INPUT DATA —

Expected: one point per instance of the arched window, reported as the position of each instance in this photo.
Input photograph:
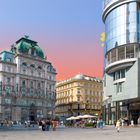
(24, 64)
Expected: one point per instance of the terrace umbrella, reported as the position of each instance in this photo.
(87, 116)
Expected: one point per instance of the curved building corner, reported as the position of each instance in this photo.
(122, 60)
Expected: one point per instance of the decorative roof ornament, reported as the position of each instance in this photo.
(26, 36)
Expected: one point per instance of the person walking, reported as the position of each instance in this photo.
(118, 126)
(54, 124)
(43, 125)
(48, 123)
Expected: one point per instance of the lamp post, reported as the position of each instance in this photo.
(78, 101)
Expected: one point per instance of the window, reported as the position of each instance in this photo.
(23, 83)
(119, 74)
(119, 87)
(31, 84)
(8, 80)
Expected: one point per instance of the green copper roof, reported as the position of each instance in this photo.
(23, 45)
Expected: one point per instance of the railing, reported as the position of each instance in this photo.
(107, 2)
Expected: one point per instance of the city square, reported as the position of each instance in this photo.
(73, 72)
(62, 133)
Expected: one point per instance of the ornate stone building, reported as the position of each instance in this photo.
(27, 82)
(79, 95)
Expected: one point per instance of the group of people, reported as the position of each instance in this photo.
(122, 122)
(45, 125)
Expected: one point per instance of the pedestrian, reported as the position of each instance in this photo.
(54, 124)
(48, 123)
(138, 121)
(122, 122)
(132, 123)
(43, 125)
(118, 126)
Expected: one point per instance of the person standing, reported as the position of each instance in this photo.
(54, 124)
(48, 123)
(118, 126)
(132, 123)
(43, 125)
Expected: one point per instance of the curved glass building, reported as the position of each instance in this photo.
(122, 57)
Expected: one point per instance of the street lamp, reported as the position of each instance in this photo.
(78, 101)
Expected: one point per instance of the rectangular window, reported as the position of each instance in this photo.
(119, 87)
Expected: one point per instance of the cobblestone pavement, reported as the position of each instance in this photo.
(107, 133)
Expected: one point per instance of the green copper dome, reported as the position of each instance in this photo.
(27, 46)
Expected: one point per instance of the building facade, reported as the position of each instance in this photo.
(27, 82)
(78, 95)
(122, 60)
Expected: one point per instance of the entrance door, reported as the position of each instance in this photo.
(32, 112)
(135, 115)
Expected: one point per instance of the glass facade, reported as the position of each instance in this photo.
(122, 25)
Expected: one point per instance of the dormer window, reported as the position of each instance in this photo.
(39, 67)
(32, 66)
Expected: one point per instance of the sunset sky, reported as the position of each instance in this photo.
(68, 31)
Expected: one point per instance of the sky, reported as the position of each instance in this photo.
(68, 31)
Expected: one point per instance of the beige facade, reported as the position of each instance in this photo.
(79, 95)
(27, 83)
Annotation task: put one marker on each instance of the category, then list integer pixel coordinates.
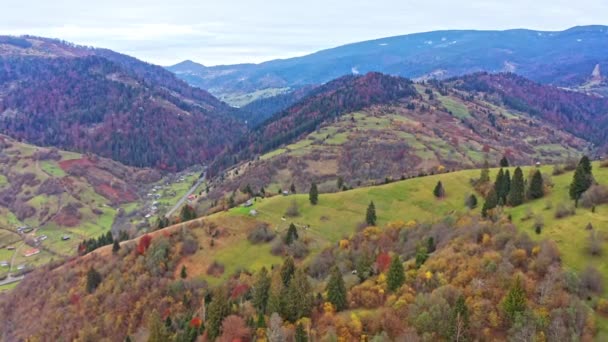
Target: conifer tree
(439, 191)
(115, 247)
(218, 309)
(515, 301)
(370, 216)
(459, 321)
(517, 192)
(582, 179)
(490, 203)
(536, 186)
(395, 277)
(261, 291)
(300, 335)
(313, 194)
(287, 270)
(336, 290)
(504, 162)
(292, 234)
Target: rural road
(185, 197)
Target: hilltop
(82, 99)
(227, 253)
(564, 58)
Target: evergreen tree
(336, 290)
(439, 191)
(504, 162)
(484, 177)
(370, 215)
(292, 234)
(459, 321)
(156, 327)
(218, 309)
(471, 201)
(517, 192)
(115, 247)
(313, 194)
(261, 291)
(582, 179)
(287, 270)
(300, 334)
(515, 301)
(395, 277)
(536, 186)
(490, 203)
(93, 280)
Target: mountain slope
(94, 100)
(424, 128)
(560, 58)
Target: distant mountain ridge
(561, 58)
(83, 99)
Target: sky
(253, 31)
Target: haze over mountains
(561, 58)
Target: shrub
(261, 234)
(564, 210)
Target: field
(338, 215)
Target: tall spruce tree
(336, 290)
(490, 203)
(261, 290)
(439, 191)
(536, 186)
(313, 194)
(370, 215)
(396, 276)
(582, 179)
(218, 309)
(514, 302)
(517, 191)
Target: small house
(31, 252)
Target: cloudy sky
(236, 31)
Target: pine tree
(484, 177)
(287, 270)
(439, 191)
(395, 277)
(115, 247)
(370, 215)
(313, 194)
(490, 203)
(582, 179)
(504, 162)
(459, 321)
(261, 291)
(336, 290)
(218, 309)
(515, 301)
(292, 234)
(300, 335)
(536, 186)
(516, 193)
(93, 280)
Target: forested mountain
(94, 100)
(563, 58)
(376, 127)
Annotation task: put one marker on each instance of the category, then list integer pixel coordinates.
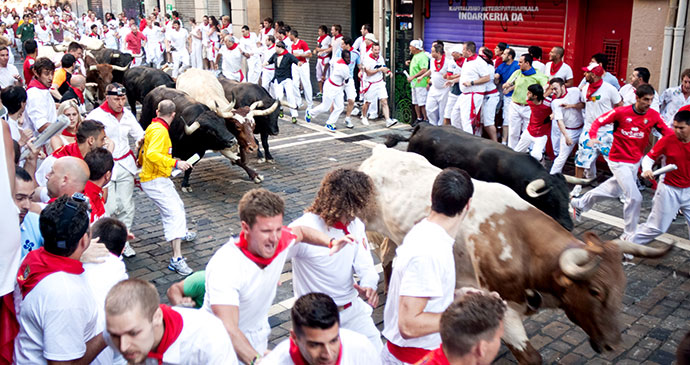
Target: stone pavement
(656, 304)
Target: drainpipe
(678, 35)
(668, 44)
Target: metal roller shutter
(307, 15)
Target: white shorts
(419, 95)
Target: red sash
(286, 236)
(173, 327)
(297, 358)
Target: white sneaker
(128, 251)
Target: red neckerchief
(71, 149)
(95, 194)
(555, 67)
(173, 323)
(286, 236)
(107, 109)
(592, 88)
(161, 121)
(37, 84)
(39, 263)
(436, 357)
(297, 358)
(439, 65)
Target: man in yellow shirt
(157, 163)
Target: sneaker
(577, 190)
(128, 251)
(179, 265)
(577, 212)
(189, 237)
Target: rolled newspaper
(665, 169)
(54, 128)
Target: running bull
(195, 128)
(486, 160)
(508, 246)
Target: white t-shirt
(356, 350)
(7, 75)
(56, 319)
(471, 71)
(101, 278)
(316, 271)
(571, 117)
(233, 279)
(565, 72)
(424, 267)
(600, 102)
(203, 341)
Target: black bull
(210, 133)
(486, 160)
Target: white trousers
(667, 201)
(564, 149)
(162, 192)
(460, 116)
(358, 318)
(180, 61)
(120, 203)
(436, 104)
(300, 74)
(537, 144)
(332, 95)
(285, 87)
(254, 69)
(519, 118)
(622, 182)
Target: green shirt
(419, 62)
(522, 82)
(195, 287)
(25, 32)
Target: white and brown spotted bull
(508, 246)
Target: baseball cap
(417, 43)
(594, 68)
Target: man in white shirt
(569, 121)
(422, 285)
(473, 76)
(101, 277)
(255, 261)
(120, 124)
(145, 331)
(176, 44)
(231, 55)
(9, 75)
(57, 314)
(317, 337)
(344, 194)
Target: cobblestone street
(656, 304)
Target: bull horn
(536, 185)
(262, 112)
(576, 264)
(641, 250)
(189, 129)
(119, 68)
(578, 180)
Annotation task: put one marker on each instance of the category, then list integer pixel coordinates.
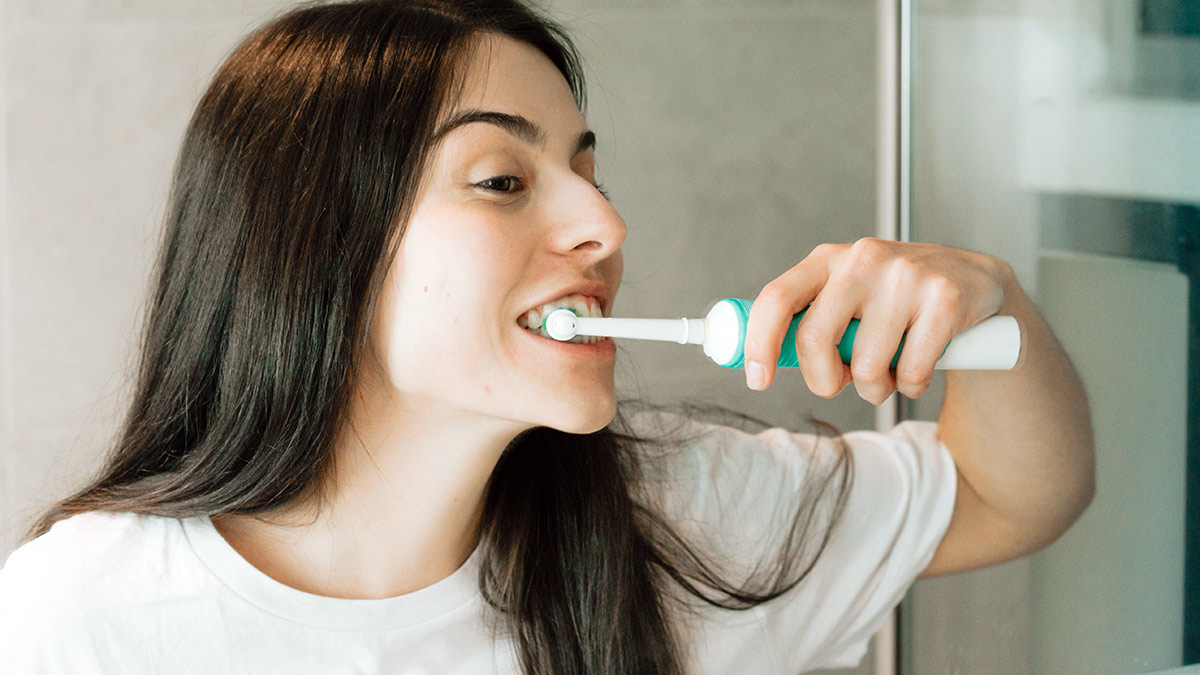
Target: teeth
(583, 305)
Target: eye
(501, 183)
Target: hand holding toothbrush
(930, 292)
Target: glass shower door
(1065, 137)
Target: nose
(588, 223)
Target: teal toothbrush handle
(787, 352)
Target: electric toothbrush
(993, 344)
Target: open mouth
(582, 305)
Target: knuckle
(946, 293)
(912, 378)
(773, 292)
(869, 250)
(810, 339)
(869, 368)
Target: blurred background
(735, 136)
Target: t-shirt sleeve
(737, 493)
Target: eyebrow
(516, 125)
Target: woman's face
(508, 217)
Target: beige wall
(732, 139)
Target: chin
(586, 422)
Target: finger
(879, 335)
(816, 338)
(923, 346)
(772, 312)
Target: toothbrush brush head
(559, 323)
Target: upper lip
(594, 288)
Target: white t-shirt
(135, 593)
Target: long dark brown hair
(295, 178)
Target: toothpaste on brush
(993, 344)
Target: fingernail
(755, 375)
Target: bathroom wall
(735, 137)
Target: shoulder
(84, 562)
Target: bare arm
(1023, 443)
(1021, 438)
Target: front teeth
(582, 305)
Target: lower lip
(603, 347)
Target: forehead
(504, 75)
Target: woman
(346, 454)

PROBLEM —
Pictures are not part of the copy. Restate everything else in the listing word for word.

WRITTEN RESPONSE —
Expected: one point per instance of the arched window, reported as the position of each instance in this photo.
Input photograph:
(24, 64)
Expected: one point per instance of the terrace umbrella, reported as the position of each instance in this photo.
(87, 116)
Expected: one point per instance of the curved building corner, reported as the position of each instance in this photo.
(122, 60)
Expected: one point per instance of the decorative roof ornament, reported as the position of each instance in this photo.
(26, 36)
Expected: one point per instance of the person walking, reported as the position of each instance in this photo.
(118, 126)
(54, 124)
(43, 125)
(48, 123)
Expected: one point per instance of the lamp post, reported as the position of each instance in this photo.
(78, 101)
Expected: one point per instance of the window, reported as the position of each instance in this photo.
(23, 83)
(119, 74)
(119, 87)
(31, 84)
(8, 80)
Expected: one point per instance of the green copper roof, reported as the position of each instance in this photo.
(23, 45)
Expected: one point per instance of the railing, reported as the position of each instance in this photo.
(107, 2)
Expected: one point per instance of the city square, reported as the position of each instance in this photo.
(73, 72)
(62, 133)
Expected: one point per instance of the ornate stone building, reported as the position of each instance in this photo.
(27, 82)
(79, 95)
Expected: one point per instance of the group of people, reported as the position of each instance in this photo.
(122, 122)
(45, 125)
Expected: one point per instance of the pedestrian, reported as the position of each instance in this photo.
(54, 124)
(48, 123)
(138, 121)
(122, 122)
(132, 123)
(43, 125)
(118, 126)
Expected: one point per instance of the person standing, reported as the position of each instance in this photo.
(54, 124)
(48, 123)
(118, 126)
(132, 123)
(43, 125)
Expected: one point per instance of the curved glass building, reported as the position of each instance in this photo.
(122, 57)
Expected: one point per instance of the street lamp, reported as the position of each instance in this photo.
(78, 101)
Expected: one point per instance of the rectangular window, reported as the position of each instance in this photo.
(119, 87)
Expected: one point per instance of the cobblestone pavement, reported as the position of each instance in this photo.
(107, 133)
Expected: one point per instance of the green copper dome, reported as the position of each instance in this photo.
(27, 46)
Expected: one point per instance of the building facade, reported as the position of each instance in this photo.
(27, 82)
(78, 95)
(122, 60)
Expected: one point per instance of the entrance door, reported as the position of each instance in this photo.
(32, 112)
(135, 115)
Expected: one point per instance of the glass facade, reported as the position of each instance in this photo.
(122, 25)
Expected: one point per instance of the dormer window, reported as the position of each instance in this photo.
(39, 67)
(32, 66)
Expected: one point per instance of the sunset sky, reported as the position of each instance in this photo.
(68, 31)
Expected: one point per instance of the sky, reported as the position of each instance in this photo.
(68, 31)
Expected: one point per instance of the beige facade, reported as the position of each instance in this photo.
(79, 95)
(27, 83)
Annotation task: put one marker on each instance of the category, then list integer pixel coordinates.
Target: conifer tree
(439, 191)
(115, 247)
(218, 309)
(515, 301)
(370, 216)
(459, 321)
(517, 192)
(582, 179)
(490, 203)
(536, 186)
(395, 277)
(261, 291)
(300, 335)
(313, 194)
(287, 270)
(336, 290)
(504, 162)
(292, 234)
Target: rural road
(185, 197)
Target: hilltop
(82, 99)
(227, 253)
(564, 58)
Target: evergreen tree
(336, 290)
(439, 191)
(504, 162)
(484, 177)
(370, 215)
(292, 234)
(459, 321)
(156, 327)
(218, 309)
(471, 201)
(517, 192)
(115, 247)
(313, 194)
(261, 291)
(582, 179)
(287, 270)
(300, 334)
(515, 301)
(395, 277)
(536, 186)
(490, 203)
(93, 280)
Target: mountain slope
(94, 100)
(424, 128)
(560, 58)
Target: distant mountain ridge
(561, 58)
(83, 99)
Target: sky
(253, 31)
Target: haze over mountains
(561, 58)
Target: shrub
(261, 234)
(564, 210)
Target: field
(338, 215)
Target: tall spruce tree
(336, 290)
(490, 203)
(261, 290)
(439, 191)
(536, 186)
(313, 194)
(370, 215)
(396, 276)
(582, 179)
(218, 309)
(514, 302)
(517, 191)
Target: small house
(31, 252)
Target: cloudy sky
(236, 31)
Target: pine tree
(484, 177)
(287, 270)
(439, 191)
(395, 277)
(115, 247)
(370, 215)
(313, 194)
(490, 203)
(582, 179)
(504, 162)
(459, 321)
(261, 291)
(336, 290)
(218, 309)
(515, 301)
(292, 234)
(300, 335)
(536, 186)
(516, 193)
(93, 280)
Target: forested mountain
(94, 100)
(563, 58)
(376, 127)
Annotation task: put one marker on each instance of the category, then list integer pixel coordinates.
Target: stone pavement
(656, 304)
Target: drainpipe
(678, 35)
(668, 44)
Target: metal roller shutter
(307, 15)
Target: white shorts
(419, 95)
Target: red sash
(286, 236)
(173, 327)
(297, 358)
Target: white sneaker
(128, 251)
Target: red neckerchief
(71, 149)
(95, 194)
(555, 67)
(173, 323)
(286, 236)
(107, 109)
(592, 88)
(161, 121)
(37, 84)
(39, 263)
(436, 357)
(297, 358)
(439, 65)
Target: man in yellow shirt
(157, 163)
Target: sneaker
(577, 190)
(128, 251)
(179, 265)
(577, 212)
(189, 237)
Target: rolled newspaper
(665, 169)
(54, 128)
Target: running bull
(195, 128)
(486, 160)
(508, 246)
Target: white t-shirt
(356, 350)
(7, 75)
(56, 319)
(471, 71)
(101, 278)
(316, 271)
(571, 117)
(233, 279)
(565, 72)
(424, 267)
(600, 102)
(203, 341)
Target: black bull
(210, 133)
(486, 160)
Target: white trousers
(667, 201)
(564, 149)
(162, 192)
(460, 116)
(358, 318)
(180, 61)
(120, 203)
(436, 104)
(300, 74)
(537, 144)
(332, 95)
(285, 87)
(254, 69)
(519, 118)
(622, 182)
Target: green shirt
(419, 62)
(522, 82)
(195, 287)
(25, 32)
Target: white and brown spotted bull
(508, 246)
Target: baseball cap
(417, 43)
(594, 68)
Target: man in white shirt
(569, 121)
(422, 285)
(473, 76)
(101, 277)
(255, 261)
(120, 124)
(145, 331)
(176, 44)
(231, 55)
(9, 75)
(57, 314)
(317, 337)
(344, 194)
Target: cobblestone street
(656, 304)
Target: bull horn
(536, 185)
(262, 112)
(576, 264)
(641, 250)
(189, 129)
(119, 68)
(578, 180)
Annotation task: put one marker on each instance of the category, then list integer pixel coordinates.
Target: teeth
(583, 305)
Target: eye
(501, 183)
Target: hand holding toothbrush
(930, 292)
Target: glass shower door
(1065, 137)
Target: nose
(588, 223)
Target: teal toothbrush handle
(787, 352)
Target: electric toothbrush
(993, 344)
Target: open mouth
(582, 305)
Target: knuckle
(946, 293)
(912, 378)
(773, 292)
(869, 250)
(810, 339)
(869, 368)
Target: blurred background
(735, 136)
Target: t-shirt sleeve
(737, 493)
Target: eyebrow
(516, 125)
Target: woman's face
(508, 217)
Target: beige wall
(732, 139)
Target: chin
(586, 422)
Target: finger
(879, 335)
(816, 338)
(923, 346)
(772, 312)
Target: toothbrush brush head
(559, 323)
Target: upper lip
(594, 288)
Target: white t-shirt
(135, 593)
Target: long dark brown hair
(295, 178)
Target: toothpaste on brush
(993, 344)
Target: fingernail
(755, 375)
Target: bathroom wall
(735, 137)
Target: shoulder
(84, 562)
Target: bare arm
(1023, 443)
(1021, 438)
Target: front teeth
(582, 305)
Target: lower lip
(603, 347)
Target: forehead
(504, 75)
Target: woman
(346, 454)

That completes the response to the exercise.